Problem =>
What is needed here is an exact copy of all the entries below.
BEGIN
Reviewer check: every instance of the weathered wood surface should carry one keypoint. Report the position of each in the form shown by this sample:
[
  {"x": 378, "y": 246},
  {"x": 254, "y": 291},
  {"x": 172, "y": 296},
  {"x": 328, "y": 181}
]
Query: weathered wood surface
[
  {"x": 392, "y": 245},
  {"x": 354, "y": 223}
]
END
Answer box =>
Reviewer check: every instance of the weathered wood surface should carry one keypoint. Report the position of each in the form shown by this sample:
[
  {"x": 378, "y": 246},
  {"x": 254, "y": 291},
  {"x": 172, "y": 296},
  {"x": 328, "y": 181}
]
Query: weathered wood surface
[
  {"x": 392, "y": 245},
  {"x": 354, "y": 223}
]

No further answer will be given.